The following is an archived copy of a message sent to a Discussion List run by the Campaign Against Sanctions on Iraq.

Views expressed in this archived message are those of the author, not of the Campaign Against Sanctions on Iraq.

[Main archive index/search] [List information] [Campaign Against Sanctions on Iraq Homepage]


[Date Prev][Date Next][Thread Prev][Thread Next][Date Index][Thread Index]

Re: Estimates: Iraqi Gulf War Casualties



This is a brief rebut to the lies in the figures from the article from the CGA.
How can an  piece like this go out as credible information without being
qualified? The source's are both servile to western interests. They publish
propaganda, not facts. To give you an idea of the callous mentallity of the US
military leaders let us look at the reply Gen. Colin Powel, Chairman of the Joint
Chief of Staff, gave when asked by a reporter to give an estimate of Iraqis
killed as a result of the ground and air offensive. Powel repilied "It's not
really a number I'm terribly interested in".

It is a disgusting insult to the Iraqi people to try and reduce the suffering and
loss they suffered during the war. Heidenrichs "estimate of civilian deaths as
less than 100" is so far off the mark it beggars belief. Even not counting the
100,000s of thousands who have died as a direct result of the destruction of
civilian infrastructure, the figure is most certainly in the tens of thousands.

☆ ☆ ☆

- Written request 1
Format the image location labeling entries as a JSON list of strings with one string per line, omitting blank lines. Leave the pictures out.

Image location labeling entries:
☆ ☆ ☆

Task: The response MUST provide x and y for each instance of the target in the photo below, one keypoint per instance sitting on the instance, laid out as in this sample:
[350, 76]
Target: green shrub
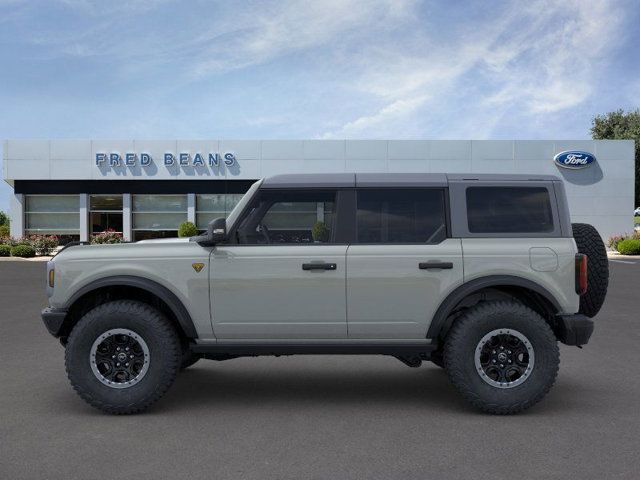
[43, 244]
[320, 232]
[22, 250]
[614, 240]
[630, 246]
[106, 237]
[187, 229]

☆ ☆ ☆

- Written request 2
In the Gulf War casualties message, why does the writer object to the article's figures being sent out as credible information without being qualified?

- Complete response 1
[
  "Task: The response MUST provide x and y for each instance of the target in the photo below, one keypoint per instance sitting on the instance, laid out as in this sample:",
  "[350, 76]",
  "Target: green shrub",
  "[43, 244]",
  "[320, 232]",
  "[22, 250]",
  "[614, 240]",
  "[630, 246]",
  "[106, 237]",
  "[187, 229]"
]

- Complete response 2
The writer says both of the article's sources are servile to western interests and publish propaganda, not facts. The figures therefore should not be presented as credible without qualification.